Thoughts of John

What is on my mind.

Gordon D. Fee and Douglas Stuart. How to Read the Bible for All Its Worth. 3rd ed. Grand Rapids, MI: Zondervan Publishing House, 2003. 288 pp. (Kindle Edition) $8.99.

Gordon D. Fee is Professor Emeritus of New Testament Studies at Regent College. Douglas K Stuart is Professor of Old Testament at Gordon-Conwell Theological Seminary. Fee and Stuart in the book How to Read the Bible for All Its Worth give a set of guidelines for different genres of the Bible on how to interpret those genres. Each genre of the Bible does have its own structure that needs to be interpreted differently. Fee and Stuart give a very well thought out general understanding on how to interpret each genre.

It is important to know that everyone who reads the Bible is also an interpreter of the Bible. As a person reads the Bible the assumption is made that a person understands what is being read. As a person reads a given text of the Bible it is being interpreted with all of one’s culture, experience, and preconceived ideas and understandings. All of these presuppositions can cloud the interpreter’s understanding of the given text. The understanding may be different than what the author intended.[1]

The Bible is a very unique book of literature. It is God’s word written to all of mankind. It is written by sixty-six different authors over a span of thousands of years. The Bible message does not change from author to author throughout the whole Bible. The significance to all of this is the eternal consequences of the Bible. “One of the most important aspects of the human side of the Bible is that, in order to communicate his Word to all human conditions. God chose to use almost every available kind of communication: narrative history, genealogies, chronicles, laws of all kinds, poetry of all kinds, proverbs, prophetic oracles, riddles, drama, biographical sketches, parables letters, sermons, and apocalypses. God used these forms of communication through different kinds of cultural backgrounds and different times in human history.”[2]

The interpreter must do two things according to Fee and Stuart to arrive at the proper intention of a given text. First, a person must conduct an exegesis of the scripture to get the proper understanding of what was said and heard back then and there. Exegesis is concerned with the historical context and the literary context. Second, a person must conduct hermeneutics to learn to hear the same text in the here and now.”[3]

Fee and Stuart work off the premise that the reader of How to Read the Bible for All its Worth is a Bible student who does not know the Hebrew or Greek languages. So, a whole chapter is devoted on picking the correct translation for studying the biblical text. The authors go through the genres of the Bible in this order Epistles, Old Testament narrative, Acts, the Gospels, the Parables, Old Testament Laws, the Prophets, the Psalms, Wisdom literature, and Revelation.

──────────

REQUIRED WORK
**A)** Using the review of the Bible-reading guide above, decide whether each statement agrees with it: (i) Gordon D. Fee teaches Old Testament at Gordon-Conwell Theological Seminary; (ii) the book assumes its reader does not know Hebrew or Greek; (iii) the authors cover the Gospels before Acts. For each statement, answer yes or no and quote the words of the review that decide it.
**B)** Reproduce the part of the review that lies between "Gordon D. Fee and" and "interpret each genre.", inclusive.

──────────

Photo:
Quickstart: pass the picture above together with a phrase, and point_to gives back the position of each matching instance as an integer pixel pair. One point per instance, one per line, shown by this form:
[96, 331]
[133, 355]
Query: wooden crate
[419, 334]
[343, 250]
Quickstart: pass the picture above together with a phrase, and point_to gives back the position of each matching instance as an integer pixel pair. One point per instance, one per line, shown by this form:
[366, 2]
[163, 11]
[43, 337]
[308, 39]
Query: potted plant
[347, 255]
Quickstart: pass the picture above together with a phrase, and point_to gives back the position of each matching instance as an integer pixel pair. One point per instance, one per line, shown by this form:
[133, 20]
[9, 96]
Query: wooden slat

──────────

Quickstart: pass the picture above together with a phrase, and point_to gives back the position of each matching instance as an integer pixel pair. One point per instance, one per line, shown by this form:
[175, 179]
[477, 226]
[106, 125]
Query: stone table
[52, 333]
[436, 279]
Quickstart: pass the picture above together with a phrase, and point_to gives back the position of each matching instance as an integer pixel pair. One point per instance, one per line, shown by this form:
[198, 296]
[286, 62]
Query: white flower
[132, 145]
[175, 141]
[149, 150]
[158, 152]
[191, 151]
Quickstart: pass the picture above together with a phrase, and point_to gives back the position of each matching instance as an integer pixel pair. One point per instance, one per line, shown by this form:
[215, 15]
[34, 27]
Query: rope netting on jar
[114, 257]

──────────

SET OF ANSWERS
**A)**
(i) No: "Gordon D. Fee is Professor Emeritus of New Testament Studies at Regent College."
(ii) Yes: "a Bible student who does not know the Hebrew or Greek languages"
(iii) No: "Epistles, Old Testament narrative, Acts, the Gospels"

**B)**
Gordon D. Fee and Douglas Stuart. How to Read the Bible for All Its Worth. 3rd ed. Grand Rapids, MI: Zondervan Publishing House, 2003. 288 pp. (Kindle Edition) $8.99.

Gordon D. Fee is Professor Emeritus of New Testament Studies at Regent College. Douglas K Stuart is Professor of Old Testament at Gordon-Conwell Theological Seminary. Fee and Stuart in the book How to Read the Bible for All Its Worth give a set of guidelines for different genres of the Bible on how to interpret those genres. Each genre of the Bible does have its own structure that needs to be interpreted differently. Fee and Stuart give a very well thought out general understanding on how to interpret each genre.